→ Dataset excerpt
* begin *

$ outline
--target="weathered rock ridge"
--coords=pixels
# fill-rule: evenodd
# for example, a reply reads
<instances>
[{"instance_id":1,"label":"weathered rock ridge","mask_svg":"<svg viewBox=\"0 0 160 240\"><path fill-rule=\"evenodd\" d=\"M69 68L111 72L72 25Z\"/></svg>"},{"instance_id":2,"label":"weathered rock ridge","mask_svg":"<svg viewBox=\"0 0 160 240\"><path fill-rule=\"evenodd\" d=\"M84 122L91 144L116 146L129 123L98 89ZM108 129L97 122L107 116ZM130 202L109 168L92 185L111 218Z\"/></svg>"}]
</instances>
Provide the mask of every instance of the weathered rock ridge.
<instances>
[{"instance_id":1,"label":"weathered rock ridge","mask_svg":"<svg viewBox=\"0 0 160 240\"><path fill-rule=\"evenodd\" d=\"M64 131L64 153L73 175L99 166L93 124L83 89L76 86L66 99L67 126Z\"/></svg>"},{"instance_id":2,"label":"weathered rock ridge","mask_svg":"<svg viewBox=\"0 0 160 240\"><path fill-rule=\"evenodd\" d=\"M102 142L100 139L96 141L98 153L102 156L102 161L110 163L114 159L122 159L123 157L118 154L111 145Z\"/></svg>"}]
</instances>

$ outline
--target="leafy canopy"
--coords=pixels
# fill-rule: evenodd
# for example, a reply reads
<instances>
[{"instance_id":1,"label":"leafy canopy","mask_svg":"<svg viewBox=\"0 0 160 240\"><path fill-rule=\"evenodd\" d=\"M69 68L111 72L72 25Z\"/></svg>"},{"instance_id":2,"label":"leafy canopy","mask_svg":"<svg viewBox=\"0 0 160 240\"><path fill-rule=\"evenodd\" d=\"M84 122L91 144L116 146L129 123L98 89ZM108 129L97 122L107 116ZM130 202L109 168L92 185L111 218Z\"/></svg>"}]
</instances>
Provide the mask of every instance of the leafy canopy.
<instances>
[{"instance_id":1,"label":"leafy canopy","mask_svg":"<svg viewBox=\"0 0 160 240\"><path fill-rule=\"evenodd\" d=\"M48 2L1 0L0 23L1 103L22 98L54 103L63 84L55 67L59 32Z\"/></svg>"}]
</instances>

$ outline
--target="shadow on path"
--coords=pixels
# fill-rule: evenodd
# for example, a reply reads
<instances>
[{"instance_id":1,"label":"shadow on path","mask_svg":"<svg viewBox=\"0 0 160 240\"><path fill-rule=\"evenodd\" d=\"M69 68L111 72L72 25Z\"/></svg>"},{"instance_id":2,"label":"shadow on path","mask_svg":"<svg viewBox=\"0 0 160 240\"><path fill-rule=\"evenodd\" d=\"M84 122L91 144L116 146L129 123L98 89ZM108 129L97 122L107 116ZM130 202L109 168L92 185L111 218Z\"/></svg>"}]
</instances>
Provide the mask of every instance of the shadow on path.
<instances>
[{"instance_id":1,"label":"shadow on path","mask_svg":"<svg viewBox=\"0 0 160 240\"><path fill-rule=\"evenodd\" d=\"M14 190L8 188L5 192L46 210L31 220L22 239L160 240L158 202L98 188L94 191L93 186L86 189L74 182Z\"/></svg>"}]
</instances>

* end *

→ AIM OF THE EXERCISE
Repeat the material word for word, in full.

→ WRITTEN SOLUTION
$ outline
--target="weathered rock ridge"
--coords=pixels
# fill-rule: evenodd
# for example, a reply reads
<instances>
[{"instance_id":1,"label":"weathered rock ridge","mask_svg":"<svg viewBox=\"0 0 160 240\"><path fill-rule=\"evenodd\" d=\"M69 68L111 72L72 25Z\"/></svg>"},{"instance_id":2,"label":"weathered rock ridge","mask_svg":"<svg viewBox=\"0 0 160 240\"><path fill-rule=\"evenodd\" d=\"M84 122L91 144L116 146L129 123L98 89ZM108 129L97 122L107 116ZM130 202L109 168L92 185L111 218Z\"/></svg>"}]
</instances>
Provide the mask of every instance of the weathered rock ridge.
<instances>
[{"instance_id":1,"label":"weathered rock ridge","mask_svg":"<svg viewBox=\"0 0 160 240\"><path fill-rule=\"evenodd\" d=\"M64 131L64 153L73 175L99 166L93 124L83 89L76 86L66 99L67 126Z\"/></svg>"},{"instance_id":2,"label":"weathered rock ridge","mask_svg":"<svg viewBox=\"0 0 160 240\"><path fill-rule=\"evenodd\" d=\"M102 142L100 139L96 141L98 153L102 156L102 161L110 163L114 159L122 159L123 157L118 154L111 145Z\"/></svg>"}]
</instances>

$ outline
--target="leafy canopy"
--coords=pixels
# fill-rule: evenodd
# for example, a reply reads
<instances>
[{"instance_id":1,"label":"leafy canopy","mask_svg":"<svg viewBox=\"0 0 160 240\"><path fill-rule=\"evenodd\" d=\"M69 68L111 72L72 25Z\"/></svg>"},{"instance_id":2,"label":"leafy canopy","mask_svg":"<svg viewBox=\"0 0 160 240\"><path fill-rule=\"evenodd\" d=\"M84 122L91 144L116 146L129 123L98 89ZM108 129L97 122L107 116ZM130 202L109 168L92 185L111 218Z\"/></svg>"}]
</instances>
Provide the mask of every instance of the leafy canopy.
<instances>
[{"instance_id":1,"label":"leafy canopy","mask_svg":"<svg viewBox=\"0 0 160 240\"><path fill-rule=\"evenodd\" d=\"M48 2L1 0L0 23L1 103L22 98L54 103L63 84L55 67L59 32Z\"/></svg>"}]
</instances>

$ outline
--target="shadow on path"
--coords=pixels
# fill-rule: evenodd
# for example, a reply reads
<instances>
[{"instance_id":1,"label":"shadow on path","mask_svg":"<svg viewBox=\"0 0 160 240\"><path fill-rule=\"evenodd\" d=\"M69 68L111 72L72 25Z\"/></svg>"},{"instance_id":2,"label":"shadow on path","mask_svg":"<svg viewBox=\"0 0 160 240\"><path fill-rule=\"evenodd\" d=\"M84 122L91 144L116 146L129 123L98 89ZM108 129L97 122L107 116ZM130 202L109 168L92 185L111 218Z\"/></svg>"}]
</instances>
Provide the mask of every instance of the shadow on path.
<instances>
[{"instance_id":1,"label":"shadow on path","mask_svg":"<svg viewBox=\"0 0 160 240\"><path fill-rule=\"evenodd\" d=\"M14 190L8 188L5 192L46 210L31 220L22 239L160 240L158 202L98 188L94 191L93 186L86 189L74 182Z\"/></svg>"}]
</instances>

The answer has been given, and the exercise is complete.